Items from a data source:

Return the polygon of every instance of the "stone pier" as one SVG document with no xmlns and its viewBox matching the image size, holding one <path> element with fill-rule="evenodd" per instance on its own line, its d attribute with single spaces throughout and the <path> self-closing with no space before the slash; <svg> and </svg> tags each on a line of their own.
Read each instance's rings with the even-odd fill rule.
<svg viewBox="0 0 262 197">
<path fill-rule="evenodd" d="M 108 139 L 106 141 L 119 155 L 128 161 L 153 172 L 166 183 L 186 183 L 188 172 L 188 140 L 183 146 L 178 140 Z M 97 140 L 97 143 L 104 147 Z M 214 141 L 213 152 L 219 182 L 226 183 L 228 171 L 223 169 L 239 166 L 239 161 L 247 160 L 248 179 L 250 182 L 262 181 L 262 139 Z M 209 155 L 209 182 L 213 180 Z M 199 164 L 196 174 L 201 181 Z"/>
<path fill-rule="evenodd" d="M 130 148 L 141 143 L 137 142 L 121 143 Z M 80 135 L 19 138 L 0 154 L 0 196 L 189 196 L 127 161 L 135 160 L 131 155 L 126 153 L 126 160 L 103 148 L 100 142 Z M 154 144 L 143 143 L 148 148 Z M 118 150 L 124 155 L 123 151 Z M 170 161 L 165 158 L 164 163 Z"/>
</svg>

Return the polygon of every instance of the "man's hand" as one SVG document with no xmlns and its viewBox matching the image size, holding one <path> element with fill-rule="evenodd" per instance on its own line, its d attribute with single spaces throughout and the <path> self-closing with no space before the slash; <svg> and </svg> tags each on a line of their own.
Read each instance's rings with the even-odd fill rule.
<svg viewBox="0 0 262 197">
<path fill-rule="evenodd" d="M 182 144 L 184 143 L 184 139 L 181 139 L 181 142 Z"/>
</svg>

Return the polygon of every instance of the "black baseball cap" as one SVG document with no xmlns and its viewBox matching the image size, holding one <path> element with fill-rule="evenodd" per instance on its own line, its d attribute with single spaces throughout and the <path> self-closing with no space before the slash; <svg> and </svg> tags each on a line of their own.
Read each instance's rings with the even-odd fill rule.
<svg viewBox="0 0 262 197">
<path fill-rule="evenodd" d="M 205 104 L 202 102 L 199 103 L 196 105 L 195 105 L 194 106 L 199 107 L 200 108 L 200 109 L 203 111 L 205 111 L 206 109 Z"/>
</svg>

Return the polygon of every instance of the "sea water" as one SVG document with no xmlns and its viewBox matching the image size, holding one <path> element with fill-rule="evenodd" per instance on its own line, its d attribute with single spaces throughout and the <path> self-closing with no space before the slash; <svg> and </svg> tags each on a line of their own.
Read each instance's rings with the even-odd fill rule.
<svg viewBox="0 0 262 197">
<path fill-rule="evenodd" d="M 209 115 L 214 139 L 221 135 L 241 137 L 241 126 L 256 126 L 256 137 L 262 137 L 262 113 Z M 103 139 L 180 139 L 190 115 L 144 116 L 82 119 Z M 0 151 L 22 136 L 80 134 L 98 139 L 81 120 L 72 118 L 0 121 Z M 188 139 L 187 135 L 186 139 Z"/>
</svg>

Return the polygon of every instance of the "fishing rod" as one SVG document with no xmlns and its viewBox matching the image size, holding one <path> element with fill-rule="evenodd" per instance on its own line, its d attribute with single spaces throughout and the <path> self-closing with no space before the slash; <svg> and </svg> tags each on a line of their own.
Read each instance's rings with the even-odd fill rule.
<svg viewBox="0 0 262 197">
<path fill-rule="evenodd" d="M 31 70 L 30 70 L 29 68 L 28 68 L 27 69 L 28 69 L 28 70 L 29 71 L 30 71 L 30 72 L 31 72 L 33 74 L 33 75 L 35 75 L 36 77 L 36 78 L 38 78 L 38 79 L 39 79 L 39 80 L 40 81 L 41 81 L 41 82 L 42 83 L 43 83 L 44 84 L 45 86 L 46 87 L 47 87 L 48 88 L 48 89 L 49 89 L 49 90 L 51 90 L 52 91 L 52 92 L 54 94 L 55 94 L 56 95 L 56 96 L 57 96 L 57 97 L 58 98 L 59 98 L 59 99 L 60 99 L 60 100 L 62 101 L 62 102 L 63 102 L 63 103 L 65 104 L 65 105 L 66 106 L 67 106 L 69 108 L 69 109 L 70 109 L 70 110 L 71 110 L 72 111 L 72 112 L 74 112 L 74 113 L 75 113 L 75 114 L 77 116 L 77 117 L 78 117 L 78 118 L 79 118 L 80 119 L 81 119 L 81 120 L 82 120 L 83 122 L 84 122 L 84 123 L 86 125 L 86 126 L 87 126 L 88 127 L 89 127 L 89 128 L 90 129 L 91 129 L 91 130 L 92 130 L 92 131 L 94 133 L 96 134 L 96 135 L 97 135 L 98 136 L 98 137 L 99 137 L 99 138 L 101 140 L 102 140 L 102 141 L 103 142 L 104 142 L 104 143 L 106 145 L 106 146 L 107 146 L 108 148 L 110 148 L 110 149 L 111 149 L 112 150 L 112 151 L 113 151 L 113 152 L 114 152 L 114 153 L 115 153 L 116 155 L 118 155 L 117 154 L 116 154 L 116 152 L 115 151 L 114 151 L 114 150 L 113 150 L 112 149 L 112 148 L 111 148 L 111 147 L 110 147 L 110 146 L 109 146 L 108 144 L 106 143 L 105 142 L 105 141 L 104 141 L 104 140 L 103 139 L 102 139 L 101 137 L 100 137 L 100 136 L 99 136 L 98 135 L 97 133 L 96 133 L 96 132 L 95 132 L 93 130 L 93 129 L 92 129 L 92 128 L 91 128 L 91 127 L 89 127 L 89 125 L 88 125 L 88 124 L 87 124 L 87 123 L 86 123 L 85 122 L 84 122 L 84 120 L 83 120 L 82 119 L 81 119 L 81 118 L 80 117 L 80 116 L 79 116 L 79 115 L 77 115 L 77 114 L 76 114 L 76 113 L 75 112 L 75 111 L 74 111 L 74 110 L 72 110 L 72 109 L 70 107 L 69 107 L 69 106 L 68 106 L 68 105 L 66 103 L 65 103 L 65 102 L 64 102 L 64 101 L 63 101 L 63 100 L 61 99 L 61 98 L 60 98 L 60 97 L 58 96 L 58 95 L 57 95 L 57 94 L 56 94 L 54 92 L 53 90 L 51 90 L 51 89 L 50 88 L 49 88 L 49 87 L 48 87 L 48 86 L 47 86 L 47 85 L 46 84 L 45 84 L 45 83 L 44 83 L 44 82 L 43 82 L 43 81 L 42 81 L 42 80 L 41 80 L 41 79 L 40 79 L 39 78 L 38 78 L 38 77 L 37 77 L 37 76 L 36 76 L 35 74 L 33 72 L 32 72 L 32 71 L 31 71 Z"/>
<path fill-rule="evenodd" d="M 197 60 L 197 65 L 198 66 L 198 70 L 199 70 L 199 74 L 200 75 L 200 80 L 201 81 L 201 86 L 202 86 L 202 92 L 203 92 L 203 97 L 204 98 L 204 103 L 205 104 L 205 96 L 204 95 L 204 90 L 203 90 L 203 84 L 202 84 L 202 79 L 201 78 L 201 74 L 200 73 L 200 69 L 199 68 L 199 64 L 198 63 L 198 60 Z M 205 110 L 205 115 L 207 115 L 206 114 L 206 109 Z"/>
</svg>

▶ _Set task_
Write out every row above again, substituting "outline" for each occurrence of "polygon" and keeping everything else the same.

▶ _Reply to the task_
Return the outline of every instance of the "stone pier" as one SVG document with no xmlns and its viewBox matching the image size, holding one <path> element with fill-rule="evenodd" per instance on its own line, its d attribute with single spaces throughout and the <path> self-closing with no space before the slash; <svg> and </svg> tags each on a line of their own.
Read each instance's rings with the even-odd fill rule.
<svg viewBox="0 0 262 197">
<path fill-rule="evenodd" d="M 108 139 L 106 141 L 119 155 L 128 161 L 153 172 L 166 183 L 186 183 L 188 172 L 188 140 L 183 146 L 178 140 Z M 97 140 L 97 143 L 104 147 Z M 214 141 L 213 152 L 219 182 L 226 183 L 228 171 L 223 169 L 239 166 L 239 161 L 247 160 L 248 179 L 250 182 L 262 181 L 262 139 Z M 209 155 L 209 182 L 213 180 Z M 199 164 L 196 174 L 201 181 Z"/>
<path fill-rule="evenodd" d="M 130 148 L 141 143 L 137 142 L 121 143 Z M 80 135 L 19 138 L 0 154 L 0 196 L 189 196 L 127 161 L 135 160 L 131 155 L 126 153 L 126 160 L 103 148 L 100 142 Z M 154 144 L 143 143 L 148 148 Z M 118 150 L 124 155 L 123 151 Z M 170 161 L 165 158 L 164 163 Z"/>
</svg>

Return the outline of every instance of the "man's hand" as one SVG document with no xmlns and its viewBox matching the image size, holding one <path> element with fill-rule="evenodd" per instance on its own line, its d attribute with single spaces throughout and the <path> self-closing with no space before the slash; <svg> and </svg> tags each on a line of their own.
Read each instance's rings with the even-odd fill rule.
<svg viewBox="0 0 262 197">
<path fill-rule="evenodd" d="M 182 144 L 184 143 L 184 139 L 181 139 L 181 142 Z"/>
</svg>

Return the outline of every instance of the "black baseball cap" as one SVG document with no xmlns and its viewBox matching the image size, holding one <path> element with fill-rule="evenodd" per instance on its own line, its d attribute with single spaces throughout and the <path> self-closing with no space before the slash; <svg> and </svg> tags each on a line of their own.
Read each instance's rings with the even-odd fill rule.
<svg viewBox="0 0 262 197">
<path fill-rule="evenodd" d="M 205 104 L 202 102 L 199 103 L 196 105 L 195 105 L 194 106 L 199 107 L 200 108 L 200 109 L 203 111 L 205 111 L 206 109 Z"/>
</svg>

Return the outline of every instance of the "sea water" as one SVG document with no xmlns and its viewBox matching the image size, holding one <path> element with fill-rule="evenodd" per instance on its own line, its d attribute with single spaces throughout and the <path> self-closing with no space before the slash; <svg> and </svg> tags each on a line of their own.
Read each instance's rings with the even-odd fill rule.
<svg viewBox="0 0 262 197">
<path fill-rule="evenodd" d="M 209 115 L 214 139 L 221 135 L 241 137 L 241 126 L 256 126 L 256 137 L 262 137 L 262 113 Z M 103 139 L 180 139 L 190 115 L 144 116 L 82 119 Z M 0 151 L 22 136 L 80 134 L 98 139 L 81 120 L 72 118 L 0 121 Z M 188 139 L 187 135 L 186 139 Z"/>
</svg>

Return the outline of every instance of the "fishing rod" as one SVG document with no xmlns and its viewBox matching the image size, holding one <path> element with fill-rule="evenodd" per instance on its own line, its d attribute with single spaces throughout and the <path> self-closing with no space before the slash; <svg> and </svg> tags each on a line of their own.
Read each instance's rings with the even-odd fill rule.
<svg viewBox="0 0 262 197">
<path fill-rule="evenodd" d="M 31 70 L 30 70 L 29 68 L 28 68 L 27 69 L 28 69 L 28 70 L 29 71 L 30 71 L 30 72 L 31 72 L 33 74 L 33 75 L 35 75 L 36 77 L 36 78 L 38 78 L 38 79 L 39 79 L 39 80 L 40 81 L 41 81 L 41 82 L 42 83 L 43 83 L 44 84 L 45 86 L 46 87 L 47 87 L 48 88 L 48 89 L 49 89 L 49 90 L 51 90 L 52 91 L 52 92 L 54 94 L 55 94 L 56 95 L 56 96 L 57 96 L 57 97 L 58 98 L 59 98 L 59 99 L 60 99 L 60 100 L 62 101 L 62 102 L 63 102 L 63 103 L 65 104 L 65 105 L 66 106 L 67 106 L 69 108 L 69 109 L 70 109 L 70 110 L 71 110 L 72 111 L 72 112 L 74 112 L 74 113 L 75 113 L 75 114 L 77 116 L 77 117 L 78 117 L 78 118 L 79 118 L 80 119 L 81 119 L 81 120 L 82 120 L 83 122 L 84 122 L 84 123 L 86 125 L 86 126 L 87 126 L 88 127 L 89 127 L 89 128 L 90 129 L 91 129 L 91 130 L 92 130 L 92 131 L 94 133 L 96 134 L 96 135 L 97 135 L 98 136 L 98 137 L 99 137 L 99 138 L 101 140 L 102 140 L 102 141 L 103 142 L 104 142 L 104 143 L 106 145 L 106 146 L 107 146 L 108 148 L 110 148 L 110 149 L 111 149 L 112 150 L 112 151 L 113 151 L 113 152 L 114 152 L 114 153 L 115 153 L 116 155 L 118 155 L 117 154 L 116 154 L 116 152 L 115 151 L 114 151 L 114 150 L 113 150 L 112 149 L 112 148 L 111 148 L 111 147 L 110 147 L 110 146 L 109 146 L 108 144 L 106 143 L 105 142 L 105 141 L 104 141 L 104 140 L 103 139 L 102 139 L 101 137 L 100 137 L 100 136 L 99 136 L 98 135 L 97 133 L 96 133 L 96 132 L 95 132 L 93 130 L 93 129 L 92 129 L 92 128 L 91 128 L 91 127 L 89 127 L 89 125 L 88 125 L 88 124 L 87 124 L 87 123 L 86 123 L 85 122 L 84 122 L 84 120 L 83 120 L 82 119 L 81 119 L 81 118 L 80 117 L 80 116 L 79 116 L 79 115 L 77 115 L 77 114 L 76 114 L 76 113 L 75 112 L 75 111 L 74 111 L 74 110 L 72 110 L 72 109 L 70 107 L 69 107 L 69 106 L 68 106 L 68 105 L 66 103 L 65 103 L 65 102 L 64 102 L 64 101 L 63 101 L 63 100 L 61 99 L 61 98 L 60 98 L 60 97 L 58 96 L 58 95 L 57 95 L 57 94 L 56 94 L 54 92 L 53 90 L 51 90 L 51 89 L 50 88 L 49 88 L 49 87 L 48 87 L 48 86 L 47 86 L 47 85 L 46 84 L 45 84 L 45 83 L 44 83 L 44 82 L 43 82 L 43 81 L 42 81 L 42 80 L 41 80 L 41 79 L 40 79 L 39 78 L 38 78 L 38 77 L 37 77 L 37 76 L 36 76 L 35 74 L 33 72 L 32 72 L 32 71 L 31 71 Z"/>
<path fill-rule="evenodd" d="M 197 60 L 197 65 L 198 66 L 198 70 L 199 70 L 199 74 L 200 75 L 200 80 L 201 81 L 201 86 L 202 86 L 202 92 L 203 92 L 203 97 L 204 98 L 204 103 L 205 104 L 205 96 L 204 95 L 204 90 L 203 90 L 203 84 L 202 84 L 202 79 L 201 78 L 201 74 L 200 73 L 200 69 L 199 68 L 199 64 L 198 63 L 198 60 Z M 205 110 L 205 115 L 207 115 L 206 114 L 206 109 Z"/>
</svg>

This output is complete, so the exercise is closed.